Text section
--- begin ---

The code's current structure vs the change patterns it actually faces.
Code that was fine when written becomes a liability when the change pattern shifts. Functions grow. Logic duplicates. Modules accrete unrelated concerns. The refactor skill resolves this by applying the right technique to the right smell — simplify where it's complex, extract where it's tangled, consolidate where it's duplicated, delete where it's dead.
MAKE THE CODE BETTER, NOT JUST DIFFERENT.
SIMPLIFY FIRST. RESTRUCTURE ONLY WHEN NEEDED.
VERIFY AFTER EVERY CHANGE.
Never:
Read the target (file, directory, or codebase as indicated by user). Determine the diff or file set to review.
Small target shortcut: If the target is a single file under ~200 lines, scan through all four lenses yourself in one pass instead of dispatching four agents. The parallel dispatch is valuable for large scopes; for a small file, sequential scan is faster because it avoids agent round-trip overhead. Use the same smell catalog — just apply all four lenses in order. Note: the Reuse lens still requires searching the broader codebase for existing utilities, even for a small target. "Small target" means scan inline (no agents), not limit search scope.

--- end ---

Given exercise 1
Reproduce the part of the refactoring passage that opens with the words containing "MAKE THE CODE" and closes with "set to review.".
The records that come next are unrelated to the refactoring passage.

Records for this task
--- begin ---

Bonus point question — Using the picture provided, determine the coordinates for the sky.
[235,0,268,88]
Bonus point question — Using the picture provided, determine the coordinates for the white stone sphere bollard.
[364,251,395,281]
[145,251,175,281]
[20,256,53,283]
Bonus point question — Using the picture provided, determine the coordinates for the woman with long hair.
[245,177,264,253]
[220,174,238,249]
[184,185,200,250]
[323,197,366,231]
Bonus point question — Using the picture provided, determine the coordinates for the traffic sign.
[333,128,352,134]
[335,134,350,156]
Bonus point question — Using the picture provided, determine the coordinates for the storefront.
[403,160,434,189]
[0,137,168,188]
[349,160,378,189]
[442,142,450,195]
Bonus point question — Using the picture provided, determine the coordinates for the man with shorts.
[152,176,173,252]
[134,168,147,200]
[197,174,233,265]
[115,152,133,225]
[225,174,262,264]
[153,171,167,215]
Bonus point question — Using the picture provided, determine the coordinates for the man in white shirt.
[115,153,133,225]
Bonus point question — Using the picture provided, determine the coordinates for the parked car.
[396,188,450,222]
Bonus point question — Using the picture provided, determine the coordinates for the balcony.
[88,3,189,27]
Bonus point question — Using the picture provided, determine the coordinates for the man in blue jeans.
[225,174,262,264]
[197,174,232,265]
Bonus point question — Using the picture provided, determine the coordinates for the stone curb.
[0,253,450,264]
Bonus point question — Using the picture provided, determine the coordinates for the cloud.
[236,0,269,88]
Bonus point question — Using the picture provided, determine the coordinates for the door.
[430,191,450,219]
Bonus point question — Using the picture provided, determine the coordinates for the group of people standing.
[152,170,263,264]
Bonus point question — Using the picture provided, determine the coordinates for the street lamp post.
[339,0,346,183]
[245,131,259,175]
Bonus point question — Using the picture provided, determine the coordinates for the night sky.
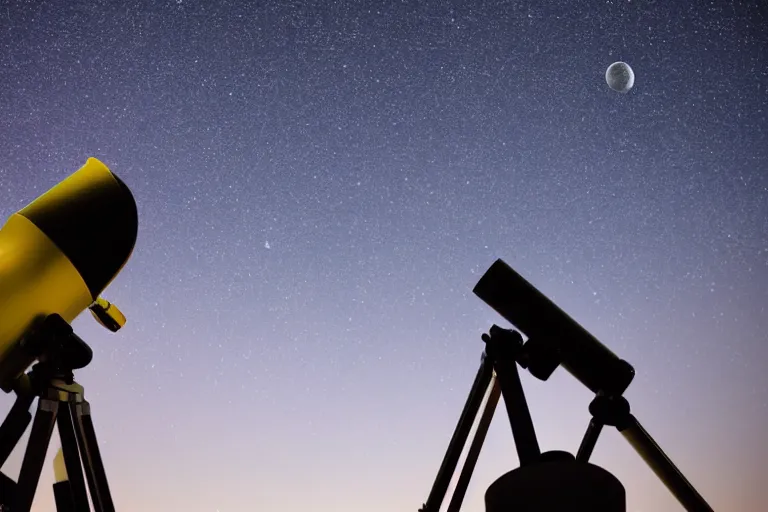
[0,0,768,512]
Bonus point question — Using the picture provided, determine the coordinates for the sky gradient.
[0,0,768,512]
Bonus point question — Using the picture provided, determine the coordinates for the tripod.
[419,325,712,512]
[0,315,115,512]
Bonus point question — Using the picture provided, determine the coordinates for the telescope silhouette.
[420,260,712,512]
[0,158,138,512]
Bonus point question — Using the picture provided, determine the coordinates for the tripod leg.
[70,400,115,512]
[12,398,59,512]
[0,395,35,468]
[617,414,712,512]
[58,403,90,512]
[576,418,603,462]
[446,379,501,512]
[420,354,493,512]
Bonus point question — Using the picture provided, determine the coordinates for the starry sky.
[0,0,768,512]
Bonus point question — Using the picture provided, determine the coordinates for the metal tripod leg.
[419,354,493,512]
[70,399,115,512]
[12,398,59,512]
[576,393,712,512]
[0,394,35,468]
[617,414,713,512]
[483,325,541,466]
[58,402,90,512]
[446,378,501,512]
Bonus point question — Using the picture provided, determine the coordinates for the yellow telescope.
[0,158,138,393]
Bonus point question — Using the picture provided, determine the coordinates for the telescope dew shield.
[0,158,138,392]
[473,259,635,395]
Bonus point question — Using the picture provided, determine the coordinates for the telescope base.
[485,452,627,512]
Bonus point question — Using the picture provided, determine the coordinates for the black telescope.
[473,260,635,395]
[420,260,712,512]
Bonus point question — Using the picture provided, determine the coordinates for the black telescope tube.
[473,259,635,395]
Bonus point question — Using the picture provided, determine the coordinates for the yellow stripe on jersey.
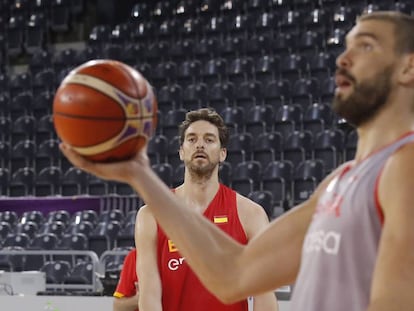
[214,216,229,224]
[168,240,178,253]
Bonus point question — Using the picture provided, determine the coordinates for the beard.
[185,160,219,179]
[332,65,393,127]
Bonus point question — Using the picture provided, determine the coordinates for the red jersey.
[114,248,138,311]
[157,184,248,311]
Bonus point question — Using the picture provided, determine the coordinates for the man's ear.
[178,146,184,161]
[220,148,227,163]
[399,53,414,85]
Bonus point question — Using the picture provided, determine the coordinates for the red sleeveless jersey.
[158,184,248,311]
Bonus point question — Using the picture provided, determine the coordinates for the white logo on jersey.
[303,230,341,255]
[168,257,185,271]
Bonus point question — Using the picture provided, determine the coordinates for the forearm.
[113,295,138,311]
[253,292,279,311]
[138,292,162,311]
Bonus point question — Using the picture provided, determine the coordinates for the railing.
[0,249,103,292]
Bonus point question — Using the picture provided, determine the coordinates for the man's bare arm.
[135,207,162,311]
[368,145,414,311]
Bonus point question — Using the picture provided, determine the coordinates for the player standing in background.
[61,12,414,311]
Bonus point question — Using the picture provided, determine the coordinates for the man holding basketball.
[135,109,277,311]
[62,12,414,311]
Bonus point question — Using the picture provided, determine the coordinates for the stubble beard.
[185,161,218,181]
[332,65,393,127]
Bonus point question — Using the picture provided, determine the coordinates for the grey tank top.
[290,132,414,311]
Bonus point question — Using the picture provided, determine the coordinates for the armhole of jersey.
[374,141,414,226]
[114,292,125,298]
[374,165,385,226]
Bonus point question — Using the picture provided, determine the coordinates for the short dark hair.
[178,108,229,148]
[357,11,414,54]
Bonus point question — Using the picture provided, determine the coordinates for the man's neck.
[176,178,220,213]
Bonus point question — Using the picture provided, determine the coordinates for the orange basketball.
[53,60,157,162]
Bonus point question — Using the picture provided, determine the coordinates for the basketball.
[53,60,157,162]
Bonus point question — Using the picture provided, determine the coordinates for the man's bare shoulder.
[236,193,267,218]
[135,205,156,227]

--- end ---

Given exercise 2
Rewrite the part of the records that opens with the line containing "grey tank top." and closes with the end of the records, swapping "man's" for "player's" and leaving everything else unchanged. Return only those lines.

Task solution 1
MAKE THE CODE BETTER, NOT JUST DIFFERENT.
SIMPLIFY FIRST. RESTRUCTURE ONLY WHEN NEEDED.
VERIFY AFTER EVERY CHANGE.
Never:
Read the target (file, directory, or codebase as indicated by user). Determine the diff or file set to review.

Task solution 2
Bonus point question — Using the picture provided, determine the coordinates for the grey tank top.
[290,132,414,311]
Bonus point question — Using the picture provided, determine the coordinates for the armhole of jersey.
[374,141,414,226]
[114,292,125,298]
[374,165,385,226]
Bonus point question — Using the picture provided, determine the coordinates for the short dark hair.
[178,108,229,148]
[357,11,414,54]
Bonus point question — Using the picture provided, determine the coordinates for the player's neck.
[176,178,220,213]
Bonus point question — Using the picture provided, determine the coordinates for the orange basketball.
[53,60,157,162]
Bonus point question — Using the picture provided, determine the coordinates for the basketball.
[53,60,157,162]
Bonus point question — Using the picture provided, determine the coordinates for the player's bare shoulder.
[236,193,267,218]
[135,205,156,227]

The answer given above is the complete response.